TO DO — All lines below must be repeated exactly, with the pictures omitted.

MATERIALS PROVIDED —

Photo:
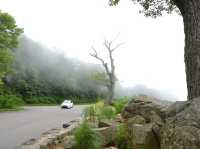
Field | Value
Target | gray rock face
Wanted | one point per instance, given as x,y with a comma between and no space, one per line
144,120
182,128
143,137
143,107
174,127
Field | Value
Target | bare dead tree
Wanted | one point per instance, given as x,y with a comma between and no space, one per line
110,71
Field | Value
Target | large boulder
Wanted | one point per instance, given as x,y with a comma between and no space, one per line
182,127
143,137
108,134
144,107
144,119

COMPLETED EXERCISE —
Photo:
Field | Value
Target | gray rock face
Wanted | one point per instance, given as x,y with a comma between and no space, one per line
144,120
182,128
143,137
143,107
174,127
Field | Value
Target | bare dead tree
Wanted | one point per instance, given as x,y with a comma between and no space, one per line
110,71
Field | Value
Target | large boulder
Wanted | one point per instance, given as x,y with a comma between and no space, one per line
182,127
143,137
108,134
144,107
144,119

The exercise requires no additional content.